• **Given passage**:
* BEGIN *

Maybe they sneaked up because I wasn’t looking. After posting yesterday just after 5 AM, went out side and looked at the Catalina Mountains, that is those parts I could see through the thick rain shafts, and said, “WHAT!!!?” I was STUNNED to see them; had not even looked at the radar imagery for a couple of hours. Really was asleep at the keyboard.
And then the hour or so of rain that followed, with no lightning! Rain is so rare here om the morning in the summer, and it was so substantial. If there was a disappointment, a slight one, it was that Cargodera Canyon (NE corner of Cat State Park) with 0.87 inches, and the bridge at Golder Ranch Dr and Lago del Oro (0.71 inches) got so much more than we did here in Sutherland Heights in the past 24 h (0.38 inches). They were hit harder, too, by that late afternoon Cb that drifted off Pusch Ridge, again, a heavy shaft of rain with no lightning–how often have you seen that in a summer afternoon?
For a roundup of Pima County rainfall totals, go here.
It was, with its high concentrations of drops, a rain reminiscent of coastal Washington State in the early fall when offshore waters are still pretty warm, or Hawaii, for that matter, the latter location where most of the rain forms without ice. Our high concentrations of rain drops was also likely due to forming, at least partly, through the “warm rain” process, one that does not require ice, and is VERY rare in Arizona. Requires really warm cloud bases, and we had them yesterday, with bases around 60 F, 15-16 C, not too much cooler than you would find hovering over you in New Orleans or Miami, or Merida, Mexico, etc., places where warm rain develops routinely along with ice in the deeper clouds.

* END *

• **Entries shown**:

* BEGIN *

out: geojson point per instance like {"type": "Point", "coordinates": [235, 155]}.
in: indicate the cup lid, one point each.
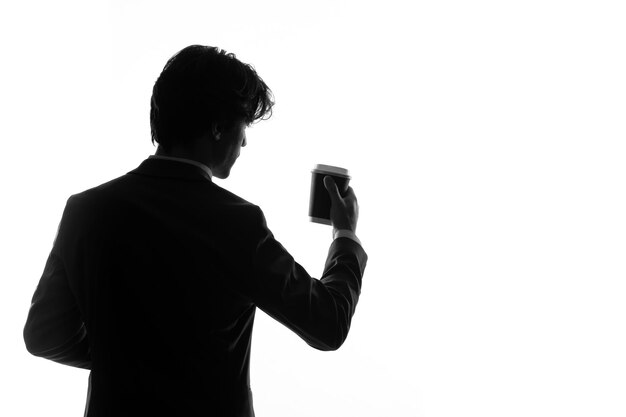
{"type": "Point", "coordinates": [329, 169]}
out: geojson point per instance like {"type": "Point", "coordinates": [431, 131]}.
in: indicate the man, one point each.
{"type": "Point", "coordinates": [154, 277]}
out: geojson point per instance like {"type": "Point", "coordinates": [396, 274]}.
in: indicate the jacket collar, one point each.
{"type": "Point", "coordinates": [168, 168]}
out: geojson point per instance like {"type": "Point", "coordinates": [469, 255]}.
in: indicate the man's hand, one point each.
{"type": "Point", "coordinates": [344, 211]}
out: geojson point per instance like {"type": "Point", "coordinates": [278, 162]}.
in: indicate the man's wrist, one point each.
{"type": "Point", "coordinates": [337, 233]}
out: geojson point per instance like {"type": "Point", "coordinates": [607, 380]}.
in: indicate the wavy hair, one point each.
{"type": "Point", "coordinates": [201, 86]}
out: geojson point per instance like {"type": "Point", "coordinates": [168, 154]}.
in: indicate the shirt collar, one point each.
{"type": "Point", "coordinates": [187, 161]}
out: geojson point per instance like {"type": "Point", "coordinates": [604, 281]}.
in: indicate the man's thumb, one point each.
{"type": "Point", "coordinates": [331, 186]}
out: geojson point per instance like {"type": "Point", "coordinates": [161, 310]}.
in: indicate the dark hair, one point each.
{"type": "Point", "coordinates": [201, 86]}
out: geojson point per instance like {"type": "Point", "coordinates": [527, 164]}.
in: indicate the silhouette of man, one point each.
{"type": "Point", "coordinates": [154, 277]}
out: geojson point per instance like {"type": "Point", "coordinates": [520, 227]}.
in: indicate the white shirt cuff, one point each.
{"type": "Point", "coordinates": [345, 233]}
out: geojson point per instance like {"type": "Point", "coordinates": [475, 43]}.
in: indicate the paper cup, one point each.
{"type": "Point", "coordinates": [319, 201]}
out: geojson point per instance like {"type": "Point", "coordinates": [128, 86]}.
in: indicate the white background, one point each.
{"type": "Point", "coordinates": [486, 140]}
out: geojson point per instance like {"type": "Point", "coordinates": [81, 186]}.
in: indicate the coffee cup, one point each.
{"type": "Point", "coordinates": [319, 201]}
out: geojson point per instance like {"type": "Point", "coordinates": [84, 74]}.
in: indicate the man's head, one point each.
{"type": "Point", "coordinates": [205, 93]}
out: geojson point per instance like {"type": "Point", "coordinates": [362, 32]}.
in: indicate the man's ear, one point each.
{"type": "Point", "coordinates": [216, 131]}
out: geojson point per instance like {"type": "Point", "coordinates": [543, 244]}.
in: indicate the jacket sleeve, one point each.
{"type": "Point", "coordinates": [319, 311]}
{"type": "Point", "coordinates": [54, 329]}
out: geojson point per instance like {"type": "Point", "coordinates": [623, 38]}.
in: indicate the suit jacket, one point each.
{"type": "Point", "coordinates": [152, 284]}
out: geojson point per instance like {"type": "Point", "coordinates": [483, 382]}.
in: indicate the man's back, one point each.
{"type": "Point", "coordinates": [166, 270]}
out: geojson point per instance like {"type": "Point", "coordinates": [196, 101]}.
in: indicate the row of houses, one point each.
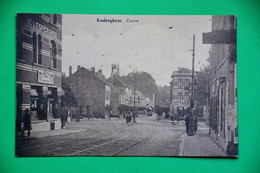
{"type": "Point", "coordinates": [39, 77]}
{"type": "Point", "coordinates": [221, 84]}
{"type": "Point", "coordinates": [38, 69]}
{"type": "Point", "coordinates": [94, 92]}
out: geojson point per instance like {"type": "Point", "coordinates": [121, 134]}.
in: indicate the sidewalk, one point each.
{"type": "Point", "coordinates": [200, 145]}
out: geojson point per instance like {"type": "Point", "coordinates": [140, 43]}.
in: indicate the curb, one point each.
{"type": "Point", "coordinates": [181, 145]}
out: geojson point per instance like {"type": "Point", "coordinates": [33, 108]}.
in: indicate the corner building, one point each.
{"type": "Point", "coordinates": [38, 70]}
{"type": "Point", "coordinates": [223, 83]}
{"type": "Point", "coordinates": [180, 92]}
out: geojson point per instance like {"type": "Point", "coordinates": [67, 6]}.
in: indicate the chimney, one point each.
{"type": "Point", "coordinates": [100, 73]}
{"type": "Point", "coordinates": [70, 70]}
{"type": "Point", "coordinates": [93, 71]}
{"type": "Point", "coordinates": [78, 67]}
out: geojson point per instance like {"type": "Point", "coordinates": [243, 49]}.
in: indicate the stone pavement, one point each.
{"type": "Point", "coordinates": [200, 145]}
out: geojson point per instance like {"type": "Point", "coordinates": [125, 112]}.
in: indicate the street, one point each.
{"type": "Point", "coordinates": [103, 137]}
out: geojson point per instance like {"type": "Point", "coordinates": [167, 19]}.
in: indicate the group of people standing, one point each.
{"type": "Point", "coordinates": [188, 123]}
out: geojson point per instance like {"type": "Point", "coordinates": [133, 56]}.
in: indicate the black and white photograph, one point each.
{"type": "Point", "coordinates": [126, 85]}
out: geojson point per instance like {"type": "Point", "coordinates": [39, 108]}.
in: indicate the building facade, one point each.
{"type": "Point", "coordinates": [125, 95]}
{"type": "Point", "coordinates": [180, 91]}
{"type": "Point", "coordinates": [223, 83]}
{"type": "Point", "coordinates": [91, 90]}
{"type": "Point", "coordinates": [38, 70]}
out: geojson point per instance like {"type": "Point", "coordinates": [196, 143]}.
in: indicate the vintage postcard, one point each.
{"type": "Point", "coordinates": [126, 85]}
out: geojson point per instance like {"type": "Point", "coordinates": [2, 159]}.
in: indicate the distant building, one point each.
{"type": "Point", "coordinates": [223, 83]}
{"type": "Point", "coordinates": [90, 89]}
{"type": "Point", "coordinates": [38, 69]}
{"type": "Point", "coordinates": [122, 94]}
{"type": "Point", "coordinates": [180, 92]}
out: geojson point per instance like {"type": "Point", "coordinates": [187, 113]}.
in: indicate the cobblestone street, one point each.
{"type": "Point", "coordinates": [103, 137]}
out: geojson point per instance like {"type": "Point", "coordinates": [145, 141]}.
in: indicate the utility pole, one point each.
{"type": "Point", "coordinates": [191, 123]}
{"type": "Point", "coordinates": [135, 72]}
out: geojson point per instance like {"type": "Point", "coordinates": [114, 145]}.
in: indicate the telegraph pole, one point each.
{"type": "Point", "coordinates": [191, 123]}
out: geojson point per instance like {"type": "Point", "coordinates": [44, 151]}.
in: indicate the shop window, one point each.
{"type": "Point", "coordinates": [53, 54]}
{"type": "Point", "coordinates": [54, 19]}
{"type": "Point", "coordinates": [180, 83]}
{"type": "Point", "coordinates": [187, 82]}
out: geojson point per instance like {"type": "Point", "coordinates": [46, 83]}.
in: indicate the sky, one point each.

* END *

Reproduce the Arizona rain passage word for word between "It was, with" and "the deeper clouds.", inclusive.

It was, with its high concentrations of drops, a rain reminiscent of coastal Washington State in the early fall when offshore waters are still pretty warm, or Hawaii, for that matter, the latter location where most of the rain forms without ice. Our high concentrations of rain drops was also likely due to forming, at least partly, through the “warm rain” process, one that does not require ice, and is VERY rare in Arizona. Requires really warm cloud bases, and we had them yesterday, with bases around 60 F, 15-16 C, not too much cooler than you would find hovering over you in New Orleans or Miami, or Merida, Mexico, etc., places where warm rain develops routinely along with ice in the deeper clouds.